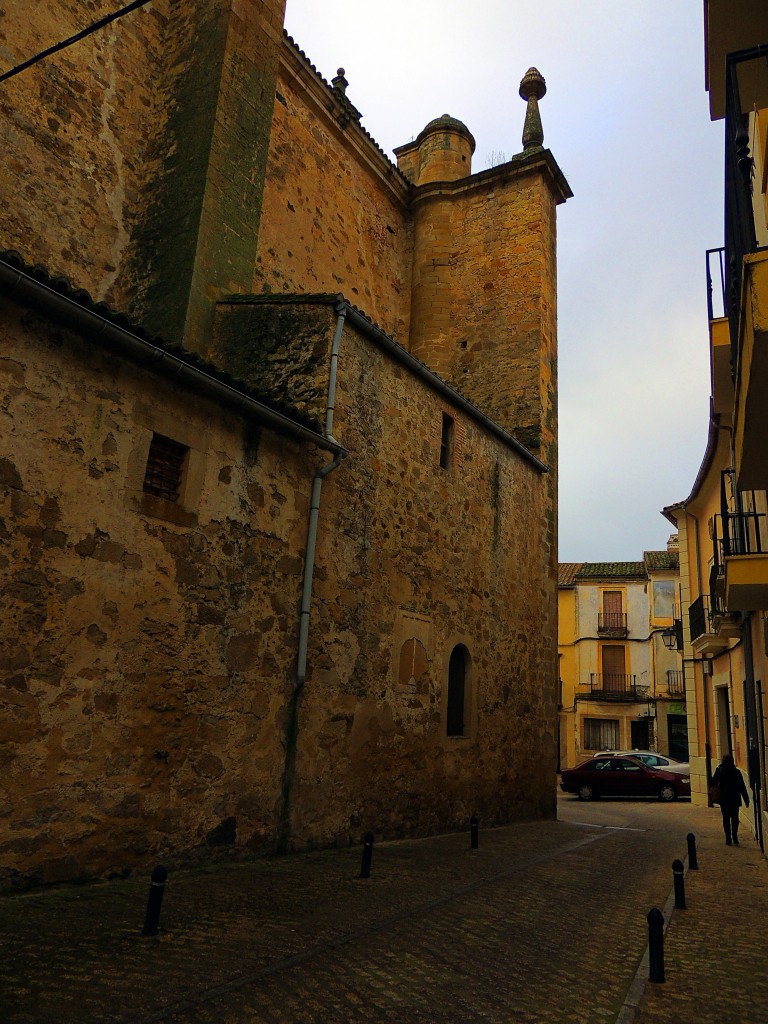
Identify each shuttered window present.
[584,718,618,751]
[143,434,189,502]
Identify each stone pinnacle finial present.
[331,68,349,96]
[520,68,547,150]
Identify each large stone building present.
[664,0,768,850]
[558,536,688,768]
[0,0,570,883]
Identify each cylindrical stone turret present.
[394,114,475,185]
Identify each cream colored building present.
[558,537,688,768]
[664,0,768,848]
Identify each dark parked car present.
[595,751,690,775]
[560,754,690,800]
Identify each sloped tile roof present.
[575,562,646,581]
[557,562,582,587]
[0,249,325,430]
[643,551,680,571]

________________________

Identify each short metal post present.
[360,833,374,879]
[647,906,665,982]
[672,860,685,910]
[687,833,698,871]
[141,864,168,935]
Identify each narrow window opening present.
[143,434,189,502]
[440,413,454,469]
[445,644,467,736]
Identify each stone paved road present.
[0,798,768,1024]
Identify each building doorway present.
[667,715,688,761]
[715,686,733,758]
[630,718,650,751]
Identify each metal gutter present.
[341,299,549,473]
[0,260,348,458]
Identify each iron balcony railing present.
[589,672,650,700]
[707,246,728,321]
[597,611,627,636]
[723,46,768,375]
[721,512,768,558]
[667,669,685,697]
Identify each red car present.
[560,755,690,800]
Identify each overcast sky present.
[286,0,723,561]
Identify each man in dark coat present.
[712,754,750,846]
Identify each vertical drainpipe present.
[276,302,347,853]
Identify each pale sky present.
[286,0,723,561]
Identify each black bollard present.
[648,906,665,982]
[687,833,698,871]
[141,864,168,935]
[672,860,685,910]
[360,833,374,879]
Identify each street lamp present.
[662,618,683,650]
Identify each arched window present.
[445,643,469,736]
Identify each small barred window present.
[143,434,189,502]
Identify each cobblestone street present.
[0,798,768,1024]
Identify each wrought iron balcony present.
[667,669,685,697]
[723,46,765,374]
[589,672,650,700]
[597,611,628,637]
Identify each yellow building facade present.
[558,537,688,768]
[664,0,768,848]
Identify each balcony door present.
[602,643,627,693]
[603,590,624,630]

________________________

:: GOAL ::
Quote the lines starting with the line that contains "Identify each cobblestone street present." and going on through the line that contains "[603,590,624,630]", with both of those lines included.

:: OUTPUT FOR THIS TASK ::
Identify each cobblestone street present.
[0,798,768,1024]
Identify each wrought iron balcony present.
[667,669,685,697]
[723,46,765,374]
[589,672,650,700]
[597,611,628,637]
Identify each yellow building facade present.
[558,537,688,768]
[664,0,768,848]
Identify each balcony door present.
[602,643,627,693]
[603,590,624,630]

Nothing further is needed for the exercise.